**Work to do:**
1. Say whether each statement agrees with the khichdi text below, answering yes or no and quoting the deciding words of the text: (a) Basic khichdi is made from rice and moong dal. (b) Hyderabadi khichdi comes with a sweet chutney. (c) Pongal is the South's equivalent of khichdi.
2. Carry on the khichdi text below, starting after its last sentence.

**Document:**
%%

Hyderabadi khichdi recipe, a delicious rice dish made with basmati rice, masoor dal, and aromatic spices and served with a tangy chutney called ‘khatta’ or til ka khatta.
I am sure many of you will agree with me that India’s most loved comfort food is khichdi. In fact, the Indian government is promoting ‘khichdi’ as India’s superfood. If you are a khichdi lover, you will savor today’s rice dish. I am sharing a unique khichdi called Hyderabadi khichdi. It is a flavorful, hearty and filling, one-pot rice and red lentils dish that’s served with a tangy chutney called ‘khatta’.
The basic khichdi is a simple mix of rice and moong dal cooked with a ghee seasoning of cumin, ginger, green chilies, and turmeric powder. We in the South, make ‘Pongal’ which is the equivalent of khichdi. I grew up eating this comfort food and Nehal loves it too. It makes for a wholesome meal for toddlers and kids. This rice and lentil hotchpotch is light on the stomach, easily digestible, nutritious and comforting.
Khichdi comes with a number of variations based on the region it’s prepared. The texture varies from a soft and creamy mishmash to the fluffy, firm ‘biryani’ style khichdi where the rice and dal have some bite. A versatile rice dish that you can take it any direction you want in terms of flavor and texture. You can add vegetables of your choice, use a variety of lentils like red gram, moong dal, red lentils or Bengal gram or an assorted mix of lentils. A few khichdi recipes are flavored with aromatic spices like cinnamon and cloves and garnished with ghee roasted cashew nuts. We can serve khichdi with any kind of pickle, chutney, papad, and yogurt/raita. Khichdi is usually served when one is under the weather, sick or recouping from an illness.

%%

**Supplied entries:**
%%

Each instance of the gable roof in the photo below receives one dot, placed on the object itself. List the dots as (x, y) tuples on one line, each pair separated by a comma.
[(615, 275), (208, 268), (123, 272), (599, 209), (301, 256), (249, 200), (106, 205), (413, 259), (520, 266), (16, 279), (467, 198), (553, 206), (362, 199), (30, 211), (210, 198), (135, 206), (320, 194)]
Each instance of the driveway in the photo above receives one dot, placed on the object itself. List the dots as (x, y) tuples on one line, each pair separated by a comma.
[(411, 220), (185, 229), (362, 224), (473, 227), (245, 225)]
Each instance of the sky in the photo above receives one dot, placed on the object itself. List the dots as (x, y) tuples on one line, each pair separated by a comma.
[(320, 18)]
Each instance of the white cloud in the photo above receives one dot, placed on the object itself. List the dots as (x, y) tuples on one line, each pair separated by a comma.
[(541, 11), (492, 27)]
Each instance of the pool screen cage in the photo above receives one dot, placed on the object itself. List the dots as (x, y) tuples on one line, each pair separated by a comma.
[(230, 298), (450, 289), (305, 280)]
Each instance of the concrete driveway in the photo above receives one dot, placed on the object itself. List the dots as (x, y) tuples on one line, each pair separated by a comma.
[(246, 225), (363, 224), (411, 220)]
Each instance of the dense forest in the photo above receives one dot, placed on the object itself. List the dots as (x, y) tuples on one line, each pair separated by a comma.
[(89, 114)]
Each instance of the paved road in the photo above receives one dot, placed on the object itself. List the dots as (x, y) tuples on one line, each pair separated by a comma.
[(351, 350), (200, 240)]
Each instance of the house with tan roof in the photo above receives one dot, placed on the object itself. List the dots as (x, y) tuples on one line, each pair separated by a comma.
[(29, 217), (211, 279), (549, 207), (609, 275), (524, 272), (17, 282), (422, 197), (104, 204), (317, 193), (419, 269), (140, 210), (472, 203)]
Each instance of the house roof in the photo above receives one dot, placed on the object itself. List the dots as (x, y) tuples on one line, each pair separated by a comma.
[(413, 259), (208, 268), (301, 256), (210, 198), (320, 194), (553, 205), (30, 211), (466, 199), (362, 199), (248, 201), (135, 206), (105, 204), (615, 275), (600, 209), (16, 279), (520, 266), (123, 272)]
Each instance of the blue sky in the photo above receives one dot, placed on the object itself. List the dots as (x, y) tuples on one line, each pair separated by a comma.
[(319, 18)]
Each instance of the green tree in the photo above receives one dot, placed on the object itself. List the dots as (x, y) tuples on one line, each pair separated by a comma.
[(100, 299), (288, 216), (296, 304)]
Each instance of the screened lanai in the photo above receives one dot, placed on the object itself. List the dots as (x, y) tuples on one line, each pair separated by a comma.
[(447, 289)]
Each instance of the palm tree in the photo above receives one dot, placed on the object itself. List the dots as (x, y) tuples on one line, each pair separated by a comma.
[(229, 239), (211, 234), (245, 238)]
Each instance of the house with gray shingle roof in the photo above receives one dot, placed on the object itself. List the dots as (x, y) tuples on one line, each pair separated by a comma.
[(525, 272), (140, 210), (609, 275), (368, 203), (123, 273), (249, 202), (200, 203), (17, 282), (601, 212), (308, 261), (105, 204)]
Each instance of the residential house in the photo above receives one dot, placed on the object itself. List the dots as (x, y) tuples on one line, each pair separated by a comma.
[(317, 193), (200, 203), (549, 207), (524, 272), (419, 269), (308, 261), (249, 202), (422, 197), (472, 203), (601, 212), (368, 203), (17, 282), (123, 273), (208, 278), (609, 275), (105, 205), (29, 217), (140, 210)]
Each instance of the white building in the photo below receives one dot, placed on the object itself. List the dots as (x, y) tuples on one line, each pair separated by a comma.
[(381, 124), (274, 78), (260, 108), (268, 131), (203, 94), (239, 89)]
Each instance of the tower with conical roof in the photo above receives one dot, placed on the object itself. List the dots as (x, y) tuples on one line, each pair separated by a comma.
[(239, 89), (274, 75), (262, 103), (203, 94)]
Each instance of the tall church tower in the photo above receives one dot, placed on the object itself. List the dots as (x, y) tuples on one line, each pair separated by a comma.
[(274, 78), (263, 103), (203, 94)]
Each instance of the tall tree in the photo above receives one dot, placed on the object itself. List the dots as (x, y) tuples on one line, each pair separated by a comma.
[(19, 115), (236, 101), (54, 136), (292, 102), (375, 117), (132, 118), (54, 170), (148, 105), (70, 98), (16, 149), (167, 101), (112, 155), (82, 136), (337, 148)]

%%

**Solved tasks:**
1.
(a) Yes: "The basic khichdi is a simple mix of rice and moong dal"
(b) No: "served with a tangy chutney called ‘khatta’"
(c) Yes: "We in the South, make ‘Pongal’ which is the equivalent of khichdi."

2.
Hyderabadi Muslims make a unique khichdi which is served with minced meat or kheema, khatta (a tangy chutney), khagina or omelette and papad. This Hyderabadi breakfast food is special and made during weekends and festive occasions like Ramzan. Though you can forgo the minced lamb curry and omelette, the tangy khatta is a must-have side.
Hyderabadi khichdi recipe is a unique rice dish served with an earthy, tamarind chutney. It is raw, rustic and extremely flavorful. Til ka khatta or imli ka khatta is a tamarind-sesame seed based watery chutney. There are two to three variations to make imli ka khatta. I am sharing a simple basic khatta recipe.
Til ka Khatta recipe
In a bowl, soak a medium sized lemon tamarind ball in a cup of warm water for 15 mins. You should extract the tamarind juice and strain if required. Add 2 cups of water, 2 heaped tbsp of roasted sesame seeds powder, a small chopped onion, fresh coriander, and salt and mix. You can serve it right away. Alternately, you can add a tempering of spices. You can temper with mustard seeds, cumin seeds, red chilies, and curry leaves. You can also add crushed garlic to the tempering.
The key to delicious authentic Hyderabadi khichdi
You should use desi ghee or clarified butter while making Hyderabadi khichdi recipe. The flavor and aroma of ghee tempered spices like caraway seeds, cardamom, cinnamon, bay leaf and cloves elevate the flavor profile by leaps and bounds.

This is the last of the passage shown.